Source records
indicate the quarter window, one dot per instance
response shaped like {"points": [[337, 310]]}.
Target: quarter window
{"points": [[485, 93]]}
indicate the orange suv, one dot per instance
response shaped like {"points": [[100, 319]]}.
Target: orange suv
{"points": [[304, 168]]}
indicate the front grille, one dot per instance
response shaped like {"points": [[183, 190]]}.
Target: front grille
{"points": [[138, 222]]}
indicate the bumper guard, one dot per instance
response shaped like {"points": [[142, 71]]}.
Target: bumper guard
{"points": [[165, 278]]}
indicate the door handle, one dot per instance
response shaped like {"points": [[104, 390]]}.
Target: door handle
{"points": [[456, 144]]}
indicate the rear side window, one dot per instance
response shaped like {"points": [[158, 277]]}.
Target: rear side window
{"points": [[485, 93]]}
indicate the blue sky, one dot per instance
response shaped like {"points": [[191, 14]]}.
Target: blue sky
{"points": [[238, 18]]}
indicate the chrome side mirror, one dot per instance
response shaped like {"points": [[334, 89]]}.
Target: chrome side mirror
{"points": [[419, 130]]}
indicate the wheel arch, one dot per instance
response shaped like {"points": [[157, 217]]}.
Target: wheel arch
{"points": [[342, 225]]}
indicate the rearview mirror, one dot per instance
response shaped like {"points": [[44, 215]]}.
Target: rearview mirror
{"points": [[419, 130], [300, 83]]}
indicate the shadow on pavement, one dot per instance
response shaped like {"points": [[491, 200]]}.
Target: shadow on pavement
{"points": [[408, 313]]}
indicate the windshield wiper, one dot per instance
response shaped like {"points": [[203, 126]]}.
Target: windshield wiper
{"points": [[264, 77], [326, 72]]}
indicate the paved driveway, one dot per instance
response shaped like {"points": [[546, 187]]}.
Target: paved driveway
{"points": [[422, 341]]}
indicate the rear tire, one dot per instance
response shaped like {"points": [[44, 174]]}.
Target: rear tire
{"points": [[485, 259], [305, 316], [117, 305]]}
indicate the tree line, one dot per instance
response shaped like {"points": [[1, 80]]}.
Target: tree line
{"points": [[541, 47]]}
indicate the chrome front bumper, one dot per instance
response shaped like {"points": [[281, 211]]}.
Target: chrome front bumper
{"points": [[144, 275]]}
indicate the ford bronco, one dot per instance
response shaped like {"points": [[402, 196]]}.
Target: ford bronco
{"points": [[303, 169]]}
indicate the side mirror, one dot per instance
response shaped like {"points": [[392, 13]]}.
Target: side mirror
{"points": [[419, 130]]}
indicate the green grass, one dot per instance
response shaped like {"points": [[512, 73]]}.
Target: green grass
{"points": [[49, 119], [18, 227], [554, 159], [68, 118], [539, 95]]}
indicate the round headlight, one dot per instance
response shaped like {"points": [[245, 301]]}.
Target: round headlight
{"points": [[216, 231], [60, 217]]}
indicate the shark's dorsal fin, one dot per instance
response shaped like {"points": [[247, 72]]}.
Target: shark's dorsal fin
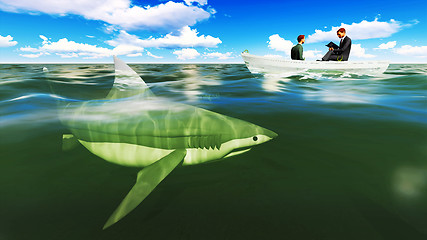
{"points": [[127, 83]]}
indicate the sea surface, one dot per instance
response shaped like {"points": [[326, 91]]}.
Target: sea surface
{"points": [[350, 161]]}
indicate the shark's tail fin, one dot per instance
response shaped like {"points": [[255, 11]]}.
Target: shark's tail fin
{"points": [[127, 82]]}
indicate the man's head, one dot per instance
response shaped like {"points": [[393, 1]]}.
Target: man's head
{"points": [[341, 33], [301, 39]]}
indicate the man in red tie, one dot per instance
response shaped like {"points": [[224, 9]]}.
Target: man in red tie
{"points": [[342, 52]]}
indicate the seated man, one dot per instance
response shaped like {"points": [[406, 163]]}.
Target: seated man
{"points": [[342, 52], [296, 51]]}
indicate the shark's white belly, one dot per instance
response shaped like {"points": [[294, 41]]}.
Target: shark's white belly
{"points": [[141, 156]]}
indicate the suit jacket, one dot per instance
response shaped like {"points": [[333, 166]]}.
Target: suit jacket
{"points": [[296, 52], [344, 50]]}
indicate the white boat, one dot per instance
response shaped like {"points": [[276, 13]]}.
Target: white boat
{"points": [[260, 64]]}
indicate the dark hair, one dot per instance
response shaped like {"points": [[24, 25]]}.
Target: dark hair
{"points": [[341, 30]]}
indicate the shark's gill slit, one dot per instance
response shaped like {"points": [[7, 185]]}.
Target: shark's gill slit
{"points": [[132, 127]]}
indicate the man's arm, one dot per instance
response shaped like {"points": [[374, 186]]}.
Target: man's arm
{"points": [[300, 53], [347, 44]]}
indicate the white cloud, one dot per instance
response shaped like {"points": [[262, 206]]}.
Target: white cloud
{"points": [[70, 49], [7, 41], [31, 55], [218, 55], [186, 53], [358, 31], [152, 55], [280, 44], [166, 16], [358, 51], [415, 51], [186, 37], [388, 45], [134, 55], [201, 2]]}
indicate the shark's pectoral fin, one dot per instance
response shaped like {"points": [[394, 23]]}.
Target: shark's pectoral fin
{"points": [[69, 141], [148, 178]]}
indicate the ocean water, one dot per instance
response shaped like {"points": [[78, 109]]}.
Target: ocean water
{"points": [[350, 161]]}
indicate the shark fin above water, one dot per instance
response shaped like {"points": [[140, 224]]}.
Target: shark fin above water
{"points": [[127, 83], [148, 178]]}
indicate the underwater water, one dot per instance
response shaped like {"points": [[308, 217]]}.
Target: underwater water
{"points": [[350, 161]]}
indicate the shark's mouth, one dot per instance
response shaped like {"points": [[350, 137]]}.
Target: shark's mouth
{"points": [[237, 151]]}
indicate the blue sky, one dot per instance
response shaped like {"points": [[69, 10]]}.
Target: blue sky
{"points": [[206, 31]]}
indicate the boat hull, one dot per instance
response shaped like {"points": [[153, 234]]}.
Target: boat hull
{"points": [[259, 64]]}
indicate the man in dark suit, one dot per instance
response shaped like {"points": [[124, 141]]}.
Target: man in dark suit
{"points": [[296, 51], [343, 52]]}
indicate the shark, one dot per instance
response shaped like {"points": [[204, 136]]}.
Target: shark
{"points": [[133, 127]]}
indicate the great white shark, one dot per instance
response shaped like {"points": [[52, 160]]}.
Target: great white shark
{"points": [[133, 127]]}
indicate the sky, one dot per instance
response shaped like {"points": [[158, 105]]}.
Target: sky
{"points": [[162, 31]]}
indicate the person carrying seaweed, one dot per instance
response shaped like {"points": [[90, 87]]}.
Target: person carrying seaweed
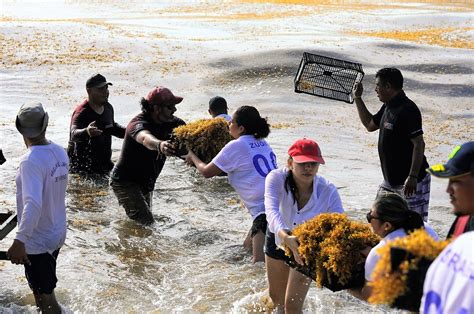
{"points": [[247, 160], [293, 195], [390, 218], [144, 152]]}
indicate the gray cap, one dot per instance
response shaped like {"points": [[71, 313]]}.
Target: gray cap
{"points": [[31, 120]]}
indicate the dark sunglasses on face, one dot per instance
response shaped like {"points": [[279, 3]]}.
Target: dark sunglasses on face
{"points": [[170, 107], [370, 217]]}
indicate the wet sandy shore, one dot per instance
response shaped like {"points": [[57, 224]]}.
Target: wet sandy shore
{"points": [[248, 52]]}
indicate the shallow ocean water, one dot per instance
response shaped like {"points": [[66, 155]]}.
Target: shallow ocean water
{"points": [[191, 259]]}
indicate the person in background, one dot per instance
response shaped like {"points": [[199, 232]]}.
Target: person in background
{"points": [[390, 218], [218, 108], [449, 284], [41, 184], [460, 171], [247, 160], [293, 195], [401, 145], [144, 152], [91, 130]]}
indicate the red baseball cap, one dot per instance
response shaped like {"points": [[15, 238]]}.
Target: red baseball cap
{"points": [[305, 150], [162, 96]]}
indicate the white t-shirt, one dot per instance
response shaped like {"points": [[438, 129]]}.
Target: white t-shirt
{"points": [[374, 257], [41, 184], [247, 161], [282, 209], [449, 282]]}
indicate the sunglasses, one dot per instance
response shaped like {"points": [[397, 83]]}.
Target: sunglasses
{"points": [[170, 107], [370, 217]]}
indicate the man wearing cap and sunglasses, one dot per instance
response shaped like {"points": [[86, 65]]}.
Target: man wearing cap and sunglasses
{"points": [[401, 146], [91, 130], [144, 152], [449, 282], [41, 206]]}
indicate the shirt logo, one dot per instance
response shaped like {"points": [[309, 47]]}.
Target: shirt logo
{"points": [[388, 125]]}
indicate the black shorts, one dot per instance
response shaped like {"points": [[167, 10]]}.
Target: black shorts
{"points": [[41, 274], [272, 250], [259, 224]]}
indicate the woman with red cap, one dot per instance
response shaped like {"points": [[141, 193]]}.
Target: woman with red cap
{"points": [[293, 195]]}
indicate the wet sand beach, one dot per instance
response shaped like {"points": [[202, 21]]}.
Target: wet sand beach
{"points": [[191, 260]]}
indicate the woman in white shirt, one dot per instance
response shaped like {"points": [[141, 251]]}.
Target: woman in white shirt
{"points": [[390, 218], [293, 195], [247, 160]]}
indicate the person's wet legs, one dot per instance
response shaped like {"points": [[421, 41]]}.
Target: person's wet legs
{"points": [[136, 202]]}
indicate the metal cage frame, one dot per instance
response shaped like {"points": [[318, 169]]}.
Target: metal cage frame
{"points": [[327, 77]]}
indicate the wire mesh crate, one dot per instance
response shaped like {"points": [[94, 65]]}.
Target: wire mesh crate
{"points": [[327, 77]]}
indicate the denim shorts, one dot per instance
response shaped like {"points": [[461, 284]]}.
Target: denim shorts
{"points": [[41, 274], [272, 250], [259, 224]]}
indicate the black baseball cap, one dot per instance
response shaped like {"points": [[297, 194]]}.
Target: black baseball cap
{"points": [[460, 162], [218, 103], [97, 80]]}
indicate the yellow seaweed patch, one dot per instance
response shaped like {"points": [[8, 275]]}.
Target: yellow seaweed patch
{"points": [[331, 244], [205, 137], [388, 283], [446, 37]]}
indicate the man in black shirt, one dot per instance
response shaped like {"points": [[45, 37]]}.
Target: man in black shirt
{"points": [[144, 152], [91, 130], [401, 146]]}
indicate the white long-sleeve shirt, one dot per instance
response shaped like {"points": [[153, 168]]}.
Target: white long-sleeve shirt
{"points": [[282, 210], [41, 184]]}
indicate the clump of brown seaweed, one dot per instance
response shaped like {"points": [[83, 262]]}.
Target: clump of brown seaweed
{"points": [[205, 137], [330, 245], [400, 272]]}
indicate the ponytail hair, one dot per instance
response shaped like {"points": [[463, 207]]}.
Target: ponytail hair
{"points": [[393, 208], [145, 106], [250, 119], [290, 185]]}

■ **Activity**: Look back at the data above. Transcribe exactly the lines starting at the line that contains "indicate the man in black" and ending at the line that contains "indicate the clump".

■ **Output for this task**:
indicate the man in black shirt, one dot per instance
response shaped like {"points": [[45, 37]]}.
Target: man in black shirt
{"points": [[144, 152], [91, 130], [401, 146]]}
indicate the white long-sleeve shirt, one dot per instance
response shaped like {"points": [[153, 168]]}.
Target: white long-sleeve shirt
{"points": [[282, 210], [41, 184]]}
indicate the clump of brown seaweed, one dot per instance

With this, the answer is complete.